** START Material for this task **

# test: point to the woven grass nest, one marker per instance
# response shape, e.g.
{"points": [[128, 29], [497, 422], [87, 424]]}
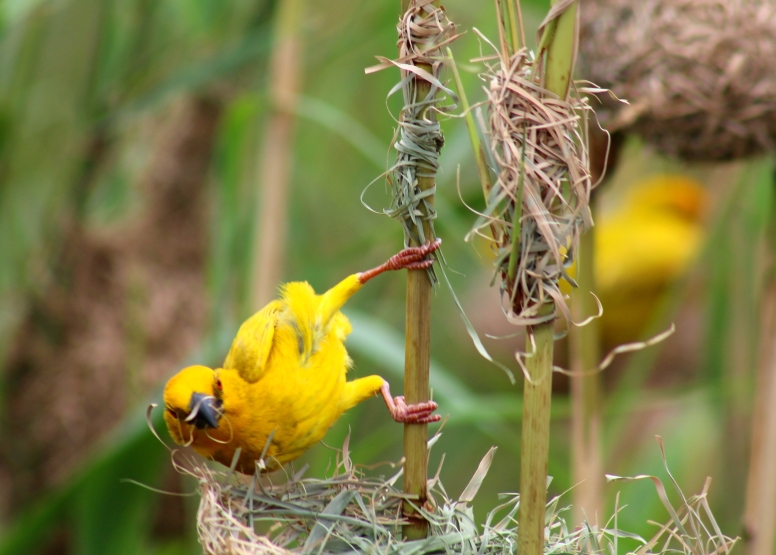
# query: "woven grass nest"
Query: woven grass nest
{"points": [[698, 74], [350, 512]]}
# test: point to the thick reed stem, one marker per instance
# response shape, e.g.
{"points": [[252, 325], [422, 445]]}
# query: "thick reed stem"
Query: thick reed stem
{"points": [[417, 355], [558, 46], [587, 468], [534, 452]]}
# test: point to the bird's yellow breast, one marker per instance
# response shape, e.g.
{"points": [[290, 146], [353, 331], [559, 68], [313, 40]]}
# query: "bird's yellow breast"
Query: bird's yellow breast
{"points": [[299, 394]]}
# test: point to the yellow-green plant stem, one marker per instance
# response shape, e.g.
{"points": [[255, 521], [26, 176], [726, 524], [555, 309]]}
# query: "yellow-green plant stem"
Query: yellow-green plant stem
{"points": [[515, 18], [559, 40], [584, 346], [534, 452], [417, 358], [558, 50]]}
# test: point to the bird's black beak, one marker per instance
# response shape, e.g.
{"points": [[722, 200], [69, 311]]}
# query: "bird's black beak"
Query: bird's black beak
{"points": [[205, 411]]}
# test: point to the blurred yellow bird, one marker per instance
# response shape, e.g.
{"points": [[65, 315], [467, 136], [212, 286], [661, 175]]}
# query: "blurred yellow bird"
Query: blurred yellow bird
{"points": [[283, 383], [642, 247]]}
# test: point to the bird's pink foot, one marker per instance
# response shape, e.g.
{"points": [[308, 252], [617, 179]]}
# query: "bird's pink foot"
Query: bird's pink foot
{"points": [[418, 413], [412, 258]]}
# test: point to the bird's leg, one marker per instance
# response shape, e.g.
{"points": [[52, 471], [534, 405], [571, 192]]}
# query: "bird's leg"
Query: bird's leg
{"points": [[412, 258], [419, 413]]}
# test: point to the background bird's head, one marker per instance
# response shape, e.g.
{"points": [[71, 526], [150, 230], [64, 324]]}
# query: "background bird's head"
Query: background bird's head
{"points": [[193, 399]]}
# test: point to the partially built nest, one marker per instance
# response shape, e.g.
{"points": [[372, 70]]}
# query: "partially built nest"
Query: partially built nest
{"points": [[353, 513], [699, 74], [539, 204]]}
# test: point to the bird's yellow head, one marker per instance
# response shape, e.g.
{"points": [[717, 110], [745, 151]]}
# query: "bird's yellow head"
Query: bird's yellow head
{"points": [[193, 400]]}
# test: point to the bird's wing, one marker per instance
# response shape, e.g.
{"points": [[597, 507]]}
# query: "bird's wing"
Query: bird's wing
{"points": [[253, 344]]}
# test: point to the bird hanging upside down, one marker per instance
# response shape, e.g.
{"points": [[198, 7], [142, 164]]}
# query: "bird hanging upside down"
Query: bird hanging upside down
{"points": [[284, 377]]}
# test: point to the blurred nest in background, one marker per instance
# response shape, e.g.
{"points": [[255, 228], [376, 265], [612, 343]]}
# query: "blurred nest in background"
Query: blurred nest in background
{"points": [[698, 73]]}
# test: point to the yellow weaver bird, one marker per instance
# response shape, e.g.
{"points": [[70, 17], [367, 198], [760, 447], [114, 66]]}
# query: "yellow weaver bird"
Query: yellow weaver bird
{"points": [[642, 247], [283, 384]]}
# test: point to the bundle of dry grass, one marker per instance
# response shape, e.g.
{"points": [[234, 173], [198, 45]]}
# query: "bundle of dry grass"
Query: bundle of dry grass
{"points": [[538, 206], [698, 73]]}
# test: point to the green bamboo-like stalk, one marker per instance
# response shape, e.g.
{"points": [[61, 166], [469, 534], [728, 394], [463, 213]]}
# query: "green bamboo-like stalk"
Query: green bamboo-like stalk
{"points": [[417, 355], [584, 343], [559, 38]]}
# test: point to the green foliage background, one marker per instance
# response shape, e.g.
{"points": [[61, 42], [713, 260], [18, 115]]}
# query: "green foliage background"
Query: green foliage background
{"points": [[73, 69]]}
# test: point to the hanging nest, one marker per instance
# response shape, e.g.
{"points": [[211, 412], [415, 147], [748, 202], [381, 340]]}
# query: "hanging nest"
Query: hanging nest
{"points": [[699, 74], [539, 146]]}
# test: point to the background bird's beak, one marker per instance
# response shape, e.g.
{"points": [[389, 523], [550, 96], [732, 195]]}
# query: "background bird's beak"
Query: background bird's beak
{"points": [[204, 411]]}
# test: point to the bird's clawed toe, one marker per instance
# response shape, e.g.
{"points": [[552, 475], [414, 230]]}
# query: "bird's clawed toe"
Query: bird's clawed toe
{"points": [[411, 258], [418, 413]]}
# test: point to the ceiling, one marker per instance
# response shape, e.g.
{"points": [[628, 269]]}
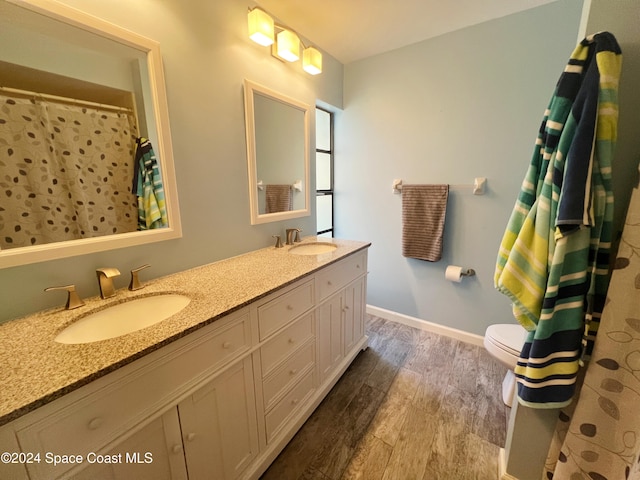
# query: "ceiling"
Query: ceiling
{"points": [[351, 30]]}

** END Material for this task **

## Task directions
Copy out everything from the line containing "# test: point to the bird's clawed" down to the last line of the items above, both ends included. Leave any pictures out.

## Reply to the exercise
# test: point to the bird's clawed toe, one marker per instance
# response shape, e.g.
{"points": [[552, 475], [414, 230]]}
# query: "bird's clawed toe"
Query: bird's clawed toe
{"points": [[411, 258], [418, 413]]}
# test: point to the ceiling, one marker per instance
# response shape, e.g.
{"points": [[628, 269]]}
# query: "ceiling"
Query: ceiling
{"points": [[351, 30]]}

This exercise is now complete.